▶ _EXERCISE INPUT_
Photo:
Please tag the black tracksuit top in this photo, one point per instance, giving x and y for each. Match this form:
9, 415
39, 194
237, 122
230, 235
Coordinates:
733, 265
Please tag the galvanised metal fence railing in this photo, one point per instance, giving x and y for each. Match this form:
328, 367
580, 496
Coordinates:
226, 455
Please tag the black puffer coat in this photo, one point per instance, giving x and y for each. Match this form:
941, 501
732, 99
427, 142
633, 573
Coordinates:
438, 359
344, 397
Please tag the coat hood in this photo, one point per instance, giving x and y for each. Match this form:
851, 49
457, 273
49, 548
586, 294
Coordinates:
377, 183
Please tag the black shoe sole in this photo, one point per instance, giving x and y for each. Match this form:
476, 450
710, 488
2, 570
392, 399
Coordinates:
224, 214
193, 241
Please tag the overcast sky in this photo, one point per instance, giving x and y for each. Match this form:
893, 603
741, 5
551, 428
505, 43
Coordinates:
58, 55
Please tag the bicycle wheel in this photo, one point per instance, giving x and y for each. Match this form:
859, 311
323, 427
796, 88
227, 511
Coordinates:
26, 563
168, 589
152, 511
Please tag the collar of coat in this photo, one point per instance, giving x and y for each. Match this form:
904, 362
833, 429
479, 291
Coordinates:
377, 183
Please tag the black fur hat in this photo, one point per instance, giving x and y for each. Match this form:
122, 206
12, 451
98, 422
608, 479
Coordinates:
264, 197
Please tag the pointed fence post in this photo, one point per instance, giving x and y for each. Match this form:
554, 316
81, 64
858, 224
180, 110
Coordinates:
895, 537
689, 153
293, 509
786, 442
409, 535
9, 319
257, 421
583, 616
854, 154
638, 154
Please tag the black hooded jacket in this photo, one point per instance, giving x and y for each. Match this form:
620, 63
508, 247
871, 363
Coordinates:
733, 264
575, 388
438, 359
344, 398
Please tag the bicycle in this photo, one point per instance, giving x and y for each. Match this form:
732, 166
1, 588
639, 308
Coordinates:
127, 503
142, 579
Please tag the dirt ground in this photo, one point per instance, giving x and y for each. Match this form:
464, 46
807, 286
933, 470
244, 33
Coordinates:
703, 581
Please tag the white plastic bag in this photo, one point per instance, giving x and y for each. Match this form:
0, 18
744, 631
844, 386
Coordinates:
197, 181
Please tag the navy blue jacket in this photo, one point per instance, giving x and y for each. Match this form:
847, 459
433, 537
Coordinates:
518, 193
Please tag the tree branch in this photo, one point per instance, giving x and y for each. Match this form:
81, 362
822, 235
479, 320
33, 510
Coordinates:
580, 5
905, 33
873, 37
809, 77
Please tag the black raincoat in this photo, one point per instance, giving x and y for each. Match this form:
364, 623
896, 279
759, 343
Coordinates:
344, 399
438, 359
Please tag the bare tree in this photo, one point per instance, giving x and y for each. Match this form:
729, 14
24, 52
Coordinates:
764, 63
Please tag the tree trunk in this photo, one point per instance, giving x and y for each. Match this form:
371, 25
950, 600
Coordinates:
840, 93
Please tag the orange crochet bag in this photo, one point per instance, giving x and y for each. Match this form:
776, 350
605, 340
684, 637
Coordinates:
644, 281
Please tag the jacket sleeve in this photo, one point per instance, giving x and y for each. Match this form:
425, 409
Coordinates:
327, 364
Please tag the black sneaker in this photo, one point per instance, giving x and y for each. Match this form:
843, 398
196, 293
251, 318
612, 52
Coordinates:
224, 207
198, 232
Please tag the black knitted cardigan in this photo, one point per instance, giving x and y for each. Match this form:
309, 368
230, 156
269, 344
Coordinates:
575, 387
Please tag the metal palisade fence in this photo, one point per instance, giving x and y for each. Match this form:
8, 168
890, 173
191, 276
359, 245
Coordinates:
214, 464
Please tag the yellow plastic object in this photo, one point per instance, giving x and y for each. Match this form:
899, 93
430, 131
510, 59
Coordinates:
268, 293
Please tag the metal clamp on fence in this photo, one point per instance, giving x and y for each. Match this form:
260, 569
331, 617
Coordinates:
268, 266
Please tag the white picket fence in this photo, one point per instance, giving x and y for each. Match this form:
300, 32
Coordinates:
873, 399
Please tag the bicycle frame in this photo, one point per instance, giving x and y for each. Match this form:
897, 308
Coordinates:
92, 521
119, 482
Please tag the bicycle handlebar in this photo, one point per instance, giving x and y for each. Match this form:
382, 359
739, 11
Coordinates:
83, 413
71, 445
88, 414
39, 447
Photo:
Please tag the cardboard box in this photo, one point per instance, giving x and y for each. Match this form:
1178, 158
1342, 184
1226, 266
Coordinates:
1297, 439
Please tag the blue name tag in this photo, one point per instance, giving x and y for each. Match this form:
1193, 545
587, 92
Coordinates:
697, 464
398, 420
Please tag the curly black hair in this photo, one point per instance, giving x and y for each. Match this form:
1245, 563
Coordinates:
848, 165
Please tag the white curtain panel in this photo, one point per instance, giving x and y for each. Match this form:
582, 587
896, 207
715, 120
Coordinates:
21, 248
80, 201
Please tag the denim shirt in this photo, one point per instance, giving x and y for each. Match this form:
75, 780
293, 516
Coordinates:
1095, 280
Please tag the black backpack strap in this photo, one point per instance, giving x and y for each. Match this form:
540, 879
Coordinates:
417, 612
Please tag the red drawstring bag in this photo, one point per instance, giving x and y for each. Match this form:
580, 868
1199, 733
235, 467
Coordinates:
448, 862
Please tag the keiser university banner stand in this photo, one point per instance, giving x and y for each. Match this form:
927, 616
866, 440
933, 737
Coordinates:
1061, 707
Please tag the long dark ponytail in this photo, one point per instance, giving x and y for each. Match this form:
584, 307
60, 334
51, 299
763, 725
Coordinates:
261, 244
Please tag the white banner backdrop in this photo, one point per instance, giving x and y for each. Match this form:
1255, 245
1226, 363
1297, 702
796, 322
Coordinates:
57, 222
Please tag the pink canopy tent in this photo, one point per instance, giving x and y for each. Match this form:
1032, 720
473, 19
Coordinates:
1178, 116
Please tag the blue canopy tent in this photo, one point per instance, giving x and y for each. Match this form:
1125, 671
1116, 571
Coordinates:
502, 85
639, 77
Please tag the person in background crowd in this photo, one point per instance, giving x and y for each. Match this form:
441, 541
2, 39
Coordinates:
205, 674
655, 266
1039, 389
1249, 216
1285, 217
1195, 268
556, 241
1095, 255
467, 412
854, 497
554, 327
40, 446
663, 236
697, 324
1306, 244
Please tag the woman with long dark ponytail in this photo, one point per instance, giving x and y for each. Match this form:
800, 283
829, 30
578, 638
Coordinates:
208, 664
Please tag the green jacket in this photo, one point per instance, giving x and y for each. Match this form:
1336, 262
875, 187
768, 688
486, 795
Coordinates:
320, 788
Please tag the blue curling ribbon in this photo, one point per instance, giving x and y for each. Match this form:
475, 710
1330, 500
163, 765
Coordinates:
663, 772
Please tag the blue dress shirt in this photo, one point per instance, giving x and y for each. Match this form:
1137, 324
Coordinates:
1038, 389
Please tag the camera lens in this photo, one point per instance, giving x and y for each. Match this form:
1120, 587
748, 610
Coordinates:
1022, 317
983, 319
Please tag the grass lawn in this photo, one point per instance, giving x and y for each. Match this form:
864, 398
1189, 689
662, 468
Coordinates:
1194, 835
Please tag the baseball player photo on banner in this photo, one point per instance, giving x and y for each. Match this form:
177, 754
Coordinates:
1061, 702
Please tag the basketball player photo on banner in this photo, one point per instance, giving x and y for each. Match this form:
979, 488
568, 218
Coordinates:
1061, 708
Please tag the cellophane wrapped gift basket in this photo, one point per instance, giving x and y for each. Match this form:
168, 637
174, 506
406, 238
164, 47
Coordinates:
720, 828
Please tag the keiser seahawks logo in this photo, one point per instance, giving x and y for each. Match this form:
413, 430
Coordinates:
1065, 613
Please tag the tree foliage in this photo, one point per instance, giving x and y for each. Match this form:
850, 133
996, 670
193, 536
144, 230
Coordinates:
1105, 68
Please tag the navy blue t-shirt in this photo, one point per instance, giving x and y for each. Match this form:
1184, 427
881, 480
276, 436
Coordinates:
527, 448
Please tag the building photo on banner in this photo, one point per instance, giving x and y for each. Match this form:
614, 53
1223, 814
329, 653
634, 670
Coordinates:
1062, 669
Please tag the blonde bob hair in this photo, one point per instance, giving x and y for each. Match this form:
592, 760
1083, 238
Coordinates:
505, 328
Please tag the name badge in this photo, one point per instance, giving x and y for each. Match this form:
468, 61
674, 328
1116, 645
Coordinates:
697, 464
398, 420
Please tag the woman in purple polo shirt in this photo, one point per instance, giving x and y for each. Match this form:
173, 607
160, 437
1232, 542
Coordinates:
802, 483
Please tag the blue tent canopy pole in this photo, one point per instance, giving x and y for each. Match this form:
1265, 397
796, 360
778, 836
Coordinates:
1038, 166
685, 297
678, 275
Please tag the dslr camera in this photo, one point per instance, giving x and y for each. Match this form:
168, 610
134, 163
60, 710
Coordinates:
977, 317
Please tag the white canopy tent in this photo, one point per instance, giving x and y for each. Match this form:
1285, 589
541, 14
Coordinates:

▶ _WORK TO COMPLETE_
Transcribe only the trailing portion of the entries above: the line that contains "Please tag the tree foliage" and each line after it.

▶ _ANSWER FOR THIS EXERCISE_
Please tag the tree foliage in this photo, one point per instance, giving x and y for each. Match this form:
850, 133
996, 670
193, 536
144, 230
Coordinates:
1105, 68
Please tag the navy blue t-shirt in this photo, one point per instance, giving x and y for each. Match this form:
1184, 427
881, 480
276, 436
Coordinates:
527, 448
Please tag the building photo on banner in this photo, one point per instance, giving x and y for each. Match this form:
614, 53
1223, 814
329, 653
634, 670
Coordinates:
1062, 669
Please tag the blonde bob hair in this photo, one point per instance, giving x and y for each. Match this form:
592, 760
1083, 238
Coordinates:
505, 328
Please tag the name badge in this photo, one point per instance, giving x and y for each. Match this form:
468, 61
674, 328
1116, 645
Coordinates:
697, 464
398, 420
Please tag the woman in purple polo shirt in this photo, one point per instance, giving x and y for each. Match this form:
173, 607
160, 437
1232, 542
Coordinates:
802, 483
Please tag the blue tent canopy pole in this photo, one point per instance, giving x and y for each. Match this form:
1265, 397
796, 360
778, 836
Coordinates:
1038, 166
685, 297
678, 275
Please tag the dslr camera in this photo, one point per instance, giving x and y for each. Match this form:
168, 610
134, 163
60, 710
Coordinates:
977, 317
Please tag the white canopy tent in this photo, one point per instance, giving x and y for each. Match this form:
1285, 589
541, 14
Coordinates:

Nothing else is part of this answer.